[引用テキスト]
● ● ●
(58)【調査した分野】(Int.Cl.,DB名)
共役ジエン系モノマーと有機溶媒とを含むモノマー液に、水と遷移金属触媒と有機金属助触媒を添加して、前記共役ジエン系モノマーを重合するジエン系ゴムの製造方法であって、
前記水1molに対する前記有機金属助触媒の添加量が0.5〜2.5molであり、
前記モノマー液1m3に対し9.0〜45.0mmolのゲル化防止剤としての硫黄系酸化防止剤を添加する工程を有するジエン系ゴムの製造方法。
【背景技術】
【0002】
ポリブタジエン等のジエン系ゴムの分子鎖中には、いわゆるミクロ構造として、1,4−位での重合で生成した結合部分(1,4−構造)と、1,2−位での重合で生成した結合部分(1,2−構造)とが共存する。1,4−構造は、さらにシス構造とトランス構造の二種に分けられる。一方、1,2−構造は、ビニル基を側鎖とする構造である。重合触媒の種類により、このようなミクロ構造が異なるポリブタジエンを製造できることが知られており、それらの特性によって種々の用途に使用されている。
【0003】
すなわち、1,3−ブタジエン等の共役ジエン系モノマーの重合触媒については、数多くの提案がなされている。特に、高シス−1,4−ポリブタジエンゴム、すなわちシス−1,4結合の含有率が高いポリブタジエンゴムは、熱的にも機械的にも優れた特性を有することから、1,3−ブタジエンをシス−1,4重合するための重合触媒が多く開発されてきた。
● ● ●
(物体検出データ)
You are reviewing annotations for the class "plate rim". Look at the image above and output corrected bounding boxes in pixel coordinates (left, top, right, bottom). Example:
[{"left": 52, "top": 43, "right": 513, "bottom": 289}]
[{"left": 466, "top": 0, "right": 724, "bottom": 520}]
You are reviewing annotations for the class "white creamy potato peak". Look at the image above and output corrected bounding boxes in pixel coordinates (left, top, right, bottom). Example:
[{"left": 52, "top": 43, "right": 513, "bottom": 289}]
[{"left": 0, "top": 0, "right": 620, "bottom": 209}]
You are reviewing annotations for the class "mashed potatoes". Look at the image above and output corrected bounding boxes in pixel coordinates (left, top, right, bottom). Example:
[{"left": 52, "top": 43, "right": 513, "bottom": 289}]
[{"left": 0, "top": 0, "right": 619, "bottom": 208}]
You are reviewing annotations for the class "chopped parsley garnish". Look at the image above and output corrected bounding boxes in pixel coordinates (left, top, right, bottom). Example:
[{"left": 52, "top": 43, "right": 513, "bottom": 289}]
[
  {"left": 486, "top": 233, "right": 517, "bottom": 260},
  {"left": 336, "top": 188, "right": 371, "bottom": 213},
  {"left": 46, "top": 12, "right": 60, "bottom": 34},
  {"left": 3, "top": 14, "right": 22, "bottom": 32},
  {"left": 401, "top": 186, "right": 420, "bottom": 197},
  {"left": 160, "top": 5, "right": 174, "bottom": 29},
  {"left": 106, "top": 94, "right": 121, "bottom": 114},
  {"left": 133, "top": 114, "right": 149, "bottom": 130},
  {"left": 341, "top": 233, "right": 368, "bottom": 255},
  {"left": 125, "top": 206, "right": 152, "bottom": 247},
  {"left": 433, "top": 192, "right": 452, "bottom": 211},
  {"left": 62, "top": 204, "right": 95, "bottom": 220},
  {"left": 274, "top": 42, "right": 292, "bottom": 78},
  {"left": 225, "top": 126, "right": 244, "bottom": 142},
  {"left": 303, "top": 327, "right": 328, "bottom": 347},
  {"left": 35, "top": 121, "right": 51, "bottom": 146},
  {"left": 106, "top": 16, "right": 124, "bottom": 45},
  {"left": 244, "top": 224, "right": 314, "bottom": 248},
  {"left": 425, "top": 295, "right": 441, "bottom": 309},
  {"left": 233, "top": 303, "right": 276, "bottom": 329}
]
● ● ●
[作業内容] 引用テキストのうち「(58)【調査した分野】(Int.Cl.,DB名)」を含む箇所から始め、「種々の用途に使用されている。」で終わる部分を、「硫黄系酸化防止剤」を「フェノール系酸化防止剤」に置き換えて修正してください。

[回答]
(58)【調査した分野】(Int.Cl.,DB名)
共役ジエン系モノマーと有機溶媒とを含むモノマー液に、水と遷移金属触媒と有機金属助触媒を添加して、前記共役ジエン系モノマーを重合するジエン系ゴムの製造方法であって、
前記水1molに対する前記有機金属助触媒の添加量が0.5〜2.5molであり、
前記モノマー液1m3に対し9.0〜45.0mmolのゲル化防止剤としてのフェノール系酸化防止剤を添加する工程を有するジエン系ゴムの製造方法。
【背景技術】
【0002】
ポリブタジエン等のジエン系ゴムの分子鎖中には、いわゆるミクロ構造として、1,4−位での重合で生成した結合部分(1,4−構造)と、1,2−位での重合で生成した結合部分(1,2−構造)とが共存する。1,4−構造は、さらにシス構造とトランス構造の二種に分けられる。一方、1,2−構造は、ビニル基を側鎖とする構造である。重合触媒の種類により、このようなミクロ構造が異なるポリブタジエンを製造できることが知られており、それらの特性によって種々の用途に使用されている。